─── READING PASSAGE ───

Book Review

Ninety-nine More Maggots, Mites, and Munchers
by May R. Berenbaum
-Insects are written about in short 1-2 page entries. This is a sequel. I did not read the first book. This short form is fitting for writing about insects. The form of the entries consists of: many puns, perhaps to add some light-heartedness to descriptions of the insectoid horror-world; some discussion of how each species affects the lives of human beings; and of course Latin name, life cycle, diet, mating, unusual behaviors and memorable peculiarities, etc.. Insects are strange and beautiful and they often mess up things for human beings by biting them or messing with their crops. I enjoyed reading this book. First I read it as something to help me fall asleep but then as pure pleasure and distraction for a troubled mind.


Book Review

Science, Order, and Creativity
by David Bohm and F. David Peat

I bought this book at a sale because I thought the cover was so...unusual. Plus the title and the whole package was my kind of thing. There's stuff about fractals and Heisenberg and there's a chapter named "What is Order?" 

I didn't plan on reading it, but then one night I gave it a shot, and I saw that these guys really knew what they were talking about. They take us from physics to metaphysics, to meta-, and then on to the mystical and the cosmic and the everyday mind. By the end they're discussing Krishnamurti.

I like their idea of "false play" / "playing false:" This is when a person "is engaged in an activity that no longer has meaning in itself, merely in order to experience a pleasant and satisfying state of consciousness" but is now concerned with "reward or the avoidance of punishment." This not only screws with the "generative order of consciousness" but generates violence: the denial of the freedom of creative states of mind "brings about a pervasive state of dissatisfaction and boredom. This leads to intense frustration..." and deadened senses, intellect, and emotions, and the loss of a capacity for "free movement of awareness, attention, and thought." (I've been thinking back and forth about signing up with Patreon all week...)

A lot of thought went into this book. Reading it gave me a nice feeling of texture and struggle. It felt like good exercise for the mind AND the heart. Over-earnestness, a vision of the beyond, struggling with language — I can sympathize.

─── DATA ───

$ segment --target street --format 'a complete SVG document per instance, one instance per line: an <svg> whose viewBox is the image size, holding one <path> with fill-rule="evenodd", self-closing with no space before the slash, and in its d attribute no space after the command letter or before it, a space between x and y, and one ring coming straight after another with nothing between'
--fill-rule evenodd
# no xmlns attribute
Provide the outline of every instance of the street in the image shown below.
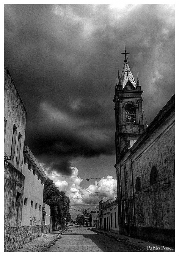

───

• **PROBLEM**: Continue the book reviews from their last sentence. The listing is separate material, unrelated to the book reviews.

• **OUTPUT FOR THIS TASK**:
As usual as I was reading I couldn't help but think more diagrammatic thinking would have helped, and not just thinking—more actual diagrams would have helped. I guess that's what the cover artist Andresj Dudzenski was trying to get at with the flower, cubes, etc. But the cover artist and the writers are using different metaphor-schemes, as far as I can tell. I don't remember any of those sorts of things (such as shaped holes and pegs, flowers or magnifying glasses) appearing inside the text.) Relatively speaking there are actually quite a few illustrations—fractals and geometric figures, and even the Baptism of the Ethiopian Eunuch by Rembrandt and some JW Turner. 

But how about a sense of humor, an ironic sense? This book is pretty dry. Here's a sample of the writing: "Thus, if there are rigid ideas and assumptions in the tacit infrastructure of consciousness, the net result is not only a restriction on creativity, which operates close to the "source" of the generative order, but also a positive presence of energy that is directed toward general destructiveness." It's true, but it's not exactly powerfully written. In the end, though, it's hard for me to hold this against a book so dedicated to making clear this vision of reality which makes humor and compassion possible at all, by "operating close to the source of the generative order" in a spirit of openness and creativity.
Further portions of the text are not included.